→ Aufgabenstellung: Schreibe das Material ab, beginnend mit der Zeile, die „Outline every instance of the <item>metal“ enthält, und endend mit dem Schluss des Materials, und übernimm dabei jede Zeile vollständig. Verschiebe jede Koordinate in den Lösungen um -28.

→ Datensatz:
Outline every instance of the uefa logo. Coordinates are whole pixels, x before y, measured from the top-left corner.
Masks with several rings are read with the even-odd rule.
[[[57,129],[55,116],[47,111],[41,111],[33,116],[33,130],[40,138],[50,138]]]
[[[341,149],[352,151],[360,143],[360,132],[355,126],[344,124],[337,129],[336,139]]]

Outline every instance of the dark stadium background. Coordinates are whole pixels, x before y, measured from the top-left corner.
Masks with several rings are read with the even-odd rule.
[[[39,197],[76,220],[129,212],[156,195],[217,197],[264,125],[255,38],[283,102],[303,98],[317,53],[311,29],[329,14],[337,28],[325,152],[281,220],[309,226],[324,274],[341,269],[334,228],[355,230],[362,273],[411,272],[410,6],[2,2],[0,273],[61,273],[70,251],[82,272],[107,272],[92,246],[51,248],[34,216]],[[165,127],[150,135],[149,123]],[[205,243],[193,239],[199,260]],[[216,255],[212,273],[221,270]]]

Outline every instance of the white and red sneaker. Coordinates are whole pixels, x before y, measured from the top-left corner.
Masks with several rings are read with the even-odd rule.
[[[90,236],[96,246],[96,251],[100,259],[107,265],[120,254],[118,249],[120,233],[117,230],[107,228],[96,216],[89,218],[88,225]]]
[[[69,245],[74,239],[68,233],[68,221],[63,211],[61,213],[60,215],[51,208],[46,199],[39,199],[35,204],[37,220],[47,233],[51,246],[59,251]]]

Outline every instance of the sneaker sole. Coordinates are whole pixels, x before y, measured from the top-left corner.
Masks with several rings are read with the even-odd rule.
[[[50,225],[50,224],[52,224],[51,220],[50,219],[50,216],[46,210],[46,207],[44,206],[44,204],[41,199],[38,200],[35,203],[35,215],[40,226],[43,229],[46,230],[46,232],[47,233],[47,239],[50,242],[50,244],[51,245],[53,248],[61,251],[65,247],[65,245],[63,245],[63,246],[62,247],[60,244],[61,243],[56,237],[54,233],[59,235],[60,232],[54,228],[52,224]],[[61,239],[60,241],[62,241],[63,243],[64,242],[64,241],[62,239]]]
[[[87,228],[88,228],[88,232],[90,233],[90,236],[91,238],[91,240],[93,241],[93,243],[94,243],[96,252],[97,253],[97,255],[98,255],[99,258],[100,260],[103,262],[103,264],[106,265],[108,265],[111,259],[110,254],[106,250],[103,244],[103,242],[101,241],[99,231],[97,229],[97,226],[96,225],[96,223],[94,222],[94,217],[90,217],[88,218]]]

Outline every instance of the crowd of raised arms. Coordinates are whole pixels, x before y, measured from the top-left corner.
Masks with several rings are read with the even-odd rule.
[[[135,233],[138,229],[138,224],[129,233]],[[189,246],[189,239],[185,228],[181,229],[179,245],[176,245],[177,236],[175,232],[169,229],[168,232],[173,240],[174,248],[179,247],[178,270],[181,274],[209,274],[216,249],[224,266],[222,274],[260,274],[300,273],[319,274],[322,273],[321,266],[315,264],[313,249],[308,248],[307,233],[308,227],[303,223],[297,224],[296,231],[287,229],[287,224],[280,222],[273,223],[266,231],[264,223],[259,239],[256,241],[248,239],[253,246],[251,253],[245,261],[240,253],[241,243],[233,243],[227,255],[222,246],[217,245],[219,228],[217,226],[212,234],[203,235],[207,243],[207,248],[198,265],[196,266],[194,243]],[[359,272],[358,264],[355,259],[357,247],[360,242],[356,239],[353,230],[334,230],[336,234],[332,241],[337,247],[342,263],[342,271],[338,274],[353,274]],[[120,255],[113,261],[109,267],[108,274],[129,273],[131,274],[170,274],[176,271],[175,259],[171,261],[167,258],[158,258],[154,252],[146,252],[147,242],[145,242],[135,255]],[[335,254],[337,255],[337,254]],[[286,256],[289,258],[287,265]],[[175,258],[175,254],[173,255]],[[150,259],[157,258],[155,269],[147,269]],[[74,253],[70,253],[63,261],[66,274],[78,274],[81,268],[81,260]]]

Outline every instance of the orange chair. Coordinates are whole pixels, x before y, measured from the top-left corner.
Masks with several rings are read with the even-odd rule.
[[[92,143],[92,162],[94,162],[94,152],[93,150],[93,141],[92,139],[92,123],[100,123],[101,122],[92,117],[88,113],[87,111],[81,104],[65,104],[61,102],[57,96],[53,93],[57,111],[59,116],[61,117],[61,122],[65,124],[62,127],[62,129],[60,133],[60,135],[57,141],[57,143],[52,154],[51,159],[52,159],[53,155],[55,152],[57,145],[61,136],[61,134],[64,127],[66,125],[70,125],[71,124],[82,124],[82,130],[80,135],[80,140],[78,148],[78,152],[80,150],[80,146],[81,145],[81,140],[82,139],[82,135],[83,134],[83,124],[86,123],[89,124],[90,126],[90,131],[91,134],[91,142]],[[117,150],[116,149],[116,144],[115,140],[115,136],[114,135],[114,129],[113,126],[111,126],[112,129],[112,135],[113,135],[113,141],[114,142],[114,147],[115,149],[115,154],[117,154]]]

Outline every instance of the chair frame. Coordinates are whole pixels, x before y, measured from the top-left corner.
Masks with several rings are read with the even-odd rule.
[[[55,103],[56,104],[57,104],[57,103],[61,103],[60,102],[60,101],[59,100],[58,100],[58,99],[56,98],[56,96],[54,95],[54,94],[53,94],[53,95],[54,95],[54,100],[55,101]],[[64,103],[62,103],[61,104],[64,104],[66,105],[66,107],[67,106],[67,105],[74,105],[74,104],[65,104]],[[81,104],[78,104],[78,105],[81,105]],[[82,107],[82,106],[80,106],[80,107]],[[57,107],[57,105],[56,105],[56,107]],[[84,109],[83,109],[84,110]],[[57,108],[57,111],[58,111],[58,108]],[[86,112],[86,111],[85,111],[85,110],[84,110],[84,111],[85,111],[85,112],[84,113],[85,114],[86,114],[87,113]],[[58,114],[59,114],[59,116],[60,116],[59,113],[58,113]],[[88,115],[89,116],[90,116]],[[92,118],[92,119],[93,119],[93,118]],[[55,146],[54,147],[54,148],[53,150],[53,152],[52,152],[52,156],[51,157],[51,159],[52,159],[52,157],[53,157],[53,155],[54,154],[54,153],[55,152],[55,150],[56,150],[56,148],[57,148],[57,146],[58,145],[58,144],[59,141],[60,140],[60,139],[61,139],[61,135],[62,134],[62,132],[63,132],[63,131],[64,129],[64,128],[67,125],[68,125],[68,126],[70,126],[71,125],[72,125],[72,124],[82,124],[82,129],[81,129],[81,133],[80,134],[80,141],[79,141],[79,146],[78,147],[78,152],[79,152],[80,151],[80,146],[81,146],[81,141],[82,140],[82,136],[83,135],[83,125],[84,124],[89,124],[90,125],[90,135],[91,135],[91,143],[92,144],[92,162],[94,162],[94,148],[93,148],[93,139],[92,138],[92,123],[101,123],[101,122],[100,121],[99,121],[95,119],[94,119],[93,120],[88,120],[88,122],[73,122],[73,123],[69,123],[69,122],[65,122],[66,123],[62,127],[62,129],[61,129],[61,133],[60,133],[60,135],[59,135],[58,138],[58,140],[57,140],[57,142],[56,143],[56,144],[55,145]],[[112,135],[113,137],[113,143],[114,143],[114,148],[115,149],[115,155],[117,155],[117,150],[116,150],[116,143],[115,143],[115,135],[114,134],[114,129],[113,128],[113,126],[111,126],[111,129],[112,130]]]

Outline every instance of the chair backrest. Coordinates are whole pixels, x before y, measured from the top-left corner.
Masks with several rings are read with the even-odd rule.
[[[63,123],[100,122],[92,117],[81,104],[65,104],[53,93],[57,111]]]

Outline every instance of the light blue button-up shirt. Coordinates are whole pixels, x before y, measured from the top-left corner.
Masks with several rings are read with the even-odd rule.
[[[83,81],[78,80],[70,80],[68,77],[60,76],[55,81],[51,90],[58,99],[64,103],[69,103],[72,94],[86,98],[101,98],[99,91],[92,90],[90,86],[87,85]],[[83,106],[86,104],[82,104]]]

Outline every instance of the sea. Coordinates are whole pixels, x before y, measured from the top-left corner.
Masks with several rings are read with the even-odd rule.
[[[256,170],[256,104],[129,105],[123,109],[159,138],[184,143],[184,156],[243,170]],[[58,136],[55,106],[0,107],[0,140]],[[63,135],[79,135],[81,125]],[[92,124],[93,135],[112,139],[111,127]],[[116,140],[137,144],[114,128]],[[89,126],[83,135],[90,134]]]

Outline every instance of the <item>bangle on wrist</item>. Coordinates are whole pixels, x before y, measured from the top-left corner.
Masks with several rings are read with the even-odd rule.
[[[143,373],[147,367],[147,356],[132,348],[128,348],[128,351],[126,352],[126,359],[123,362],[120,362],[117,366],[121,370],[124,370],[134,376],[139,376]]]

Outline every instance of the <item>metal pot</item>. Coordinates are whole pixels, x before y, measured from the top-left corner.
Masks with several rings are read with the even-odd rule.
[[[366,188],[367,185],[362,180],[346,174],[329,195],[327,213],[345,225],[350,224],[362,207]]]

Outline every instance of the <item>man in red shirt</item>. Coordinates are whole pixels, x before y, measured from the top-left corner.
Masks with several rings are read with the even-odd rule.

→ Lösung:
Outline every instance of the <item>metal pot</item>. Coordinates are whole pixels, x before y, measured from the top-left corner.
Masks with several rings are read with the even-odd rule.
[[[338,160],[339,157],[334,152],[318,146],[301,167],[299,185],[317,197],[322,196],[334,179]]]

Outline every instance of the <item>man in red shirt</item>. Coordinates are whole pixels, x before y, measured from the top-left corner.
Masks with several rings are read with the even-odd rule.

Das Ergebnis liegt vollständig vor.